▸ Source text
Blue Ventures also facilitates small business development with training programmes that build the technical, financial and organisational skills needed by fishers to manage their aquaculture businesses for the long term.

Community health

Isolated coastal communities face a range of interlinked social and environmental challenges. Just as a lack of transport infrastructure can prevent access to seafood markets, it can also prevent community members accessing essential health and family planning services. To improve access, Blue Ventures has established a community health programme, known locally as Safidy, which means "choice" in Malagasy. The organisation has integrated this with their marine conservation and livelihood initiatives.

▸ Given instruction A
In the records, change every "marker" to "pin" in everything from the line containing "the white and" down to the line containing "x=579, y=968", keeping all else the same. Return only those lines.
▸ Given instruction B
Write the next part of the text about Blue Ventures' work with coastal communities, picking up where it stops.
The text and the records have no connection to each other.

▸ Input records

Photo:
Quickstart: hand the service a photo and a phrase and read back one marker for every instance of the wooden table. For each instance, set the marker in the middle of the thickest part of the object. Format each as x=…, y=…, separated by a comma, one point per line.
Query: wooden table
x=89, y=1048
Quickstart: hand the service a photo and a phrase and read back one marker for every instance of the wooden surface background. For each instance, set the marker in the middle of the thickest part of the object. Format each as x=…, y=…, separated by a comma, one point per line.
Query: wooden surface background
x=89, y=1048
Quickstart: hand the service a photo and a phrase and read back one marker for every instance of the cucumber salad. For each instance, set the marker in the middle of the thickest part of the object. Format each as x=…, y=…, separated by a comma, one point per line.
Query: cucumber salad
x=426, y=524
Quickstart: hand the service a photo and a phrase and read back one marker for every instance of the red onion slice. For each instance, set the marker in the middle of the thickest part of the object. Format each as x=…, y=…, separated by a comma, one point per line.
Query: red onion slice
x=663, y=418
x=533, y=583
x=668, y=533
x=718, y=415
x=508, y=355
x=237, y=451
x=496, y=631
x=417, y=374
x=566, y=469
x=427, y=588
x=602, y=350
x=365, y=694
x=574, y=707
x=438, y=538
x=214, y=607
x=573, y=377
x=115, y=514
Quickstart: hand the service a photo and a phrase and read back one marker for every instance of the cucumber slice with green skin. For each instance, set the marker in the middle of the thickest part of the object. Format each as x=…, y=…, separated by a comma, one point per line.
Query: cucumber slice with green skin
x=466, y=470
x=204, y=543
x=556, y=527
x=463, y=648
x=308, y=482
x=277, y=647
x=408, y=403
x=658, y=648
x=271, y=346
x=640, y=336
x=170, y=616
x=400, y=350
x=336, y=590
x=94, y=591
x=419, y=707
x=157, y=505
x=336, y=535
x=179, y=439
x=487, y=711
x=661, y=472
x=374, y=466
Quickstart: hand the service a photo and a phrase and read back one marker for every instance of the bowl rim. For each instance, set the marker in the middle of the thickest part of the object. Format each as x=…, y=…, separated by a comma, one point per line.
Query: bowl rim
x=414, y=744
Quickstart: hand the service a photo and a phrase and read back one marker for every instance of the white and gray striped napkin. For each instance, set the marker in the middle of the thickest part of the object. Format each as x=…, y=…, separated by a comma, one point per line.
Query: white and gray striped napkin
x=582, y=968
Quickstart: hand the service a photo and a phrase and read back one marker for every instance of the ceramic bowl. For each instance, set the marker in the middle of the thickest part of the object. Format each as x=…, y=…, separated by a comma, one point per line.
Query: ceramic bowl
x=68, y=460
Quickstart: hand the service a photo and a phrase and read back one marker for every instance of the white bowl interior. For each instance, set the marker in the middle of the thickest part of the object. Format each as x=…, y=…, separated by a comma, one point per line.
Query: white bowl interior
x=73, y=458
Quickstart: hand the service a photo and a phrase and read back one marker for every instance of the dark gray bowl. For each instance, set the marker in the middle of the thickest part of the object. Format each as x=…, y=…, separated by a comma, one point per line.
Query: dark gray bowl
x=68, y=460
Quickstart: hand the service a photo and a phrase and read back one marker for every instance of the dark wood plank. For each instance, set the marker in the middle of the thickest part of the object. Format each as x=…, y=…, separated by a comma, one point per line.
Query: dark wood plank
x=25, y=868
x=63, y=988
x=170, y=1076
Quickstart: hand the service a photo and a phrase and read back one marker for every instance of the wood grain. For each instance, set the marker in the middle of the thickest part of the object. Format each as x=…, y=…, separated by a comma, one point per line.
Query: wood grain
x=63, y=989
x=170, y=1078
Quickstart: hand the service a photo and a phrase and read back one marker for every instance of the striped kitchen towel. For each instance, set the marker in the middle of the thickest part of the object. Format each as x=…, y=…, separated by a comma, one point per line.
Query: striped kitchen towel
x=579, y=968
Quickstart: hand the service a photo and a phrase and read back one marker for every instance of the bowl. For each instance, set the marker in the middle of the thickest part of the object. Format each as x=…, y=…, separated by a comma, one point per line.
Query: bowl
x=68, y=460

▸ Task result A
Quickstart: hand the service a photo and a phrase and read back one pin for every instance of the white and gray striped napkin. For each instance, set the pin in the middle of the thickest part of the object. Format each as x=…, y=…, separated by a comma, one point per line.
Query: white and gray striped napkin
x=582, y=968
Quickstart: hand the service a photo and a phrase and read back one pin for every instance of the ceramic bowl. For each instance, set the pin in the middle of the thickest part of the object. Format each as x=…, y=…, separated by a comma, one point per line.
Query: ceramic bowl
x=68, y=460
Quickstart: hand the service a photo and a phrase and read back one pin for every instance of the white bowl interior. For each instance, set the pin in the middle of the thickest part of the object. Format each as x=…, y=…, separated by a comma, one point per line.
Query: white bowl interior
x=73, y=458
Quickstart: hand the service a photo and a phrase and read back one pin for every instance of the dark gray bowl. For each instance, set the pin in the middle of the thickest part of the object. Format each as x=…, y=…, separated by a comma, one point per line.
Query: dark gray bowl
x=68, y=460
Quickstart: hand the service a photo and a phrase and read back one pin for every instance of the dark wood plank. For each instance, set the pin in the middle of the thickest part of the object. Format each as x=…, y=…, separated by a comma, one point per line.
Query: dark wood plank
x=25, y=868
x=63, y=988
x=170, y=1076
Quickstart: hand the service a photo and a phrase and read back one pin for every instance of the wood grain. For each instance, set the pin in the middle of the thickest part of the object. Format each as x=…, y=…, separated by a comma, one point per line.
Query: wood grain
x=63, y=989
x=170, y=1078
Quickstart: hand the service a photo and a phrase and read back one pin for every instance of the striped kitchen towel. For each instance, set the pin in the middle of the thickest part of the object. Format each as x=…, y=…, separated by a comma, one point per line.
Query: striped kitchen towel
x=579, y=968

▸ Task result B
Safidy contributes to Blue Ventures' holistic PHE approach [10] to conservation and development, which aims to generate long-lasting positive economic, social and ecological change through understanding the connections between People, their Health and the Environment. PHE entails the integration of family planning and other community health services with natural resource management, biodiversity conservation and alternative livelihood initiatives [11]

In 2017, in partnership with Madagascar's Ministry of Health and other private health organisations like USAID, Mikolo and Mahefa Miaraka, Blue Ventures' community health team collaborated in training and supporting community health workers across three regions in Madagascar (Atsimo Andrefana, Menabe, and Melaky) in order to provide family planning, maternal and child health, and water, sanitation and hygiene (WASH) health services. This will expand into the Ambanja region in the northwest of Madagascar.


Blue Ventures runs volunteer expeditions to Madagascar, Belize and Timor-Leste, for international volunteers and for school and university groups. The volunteer programmes are integrated within every part of Blue Ventures' work. Its volunteer programme has received numerous awards within the tourism sector, [12] and been praised by Simon Reeve of the BBC's Indian Ocean Series.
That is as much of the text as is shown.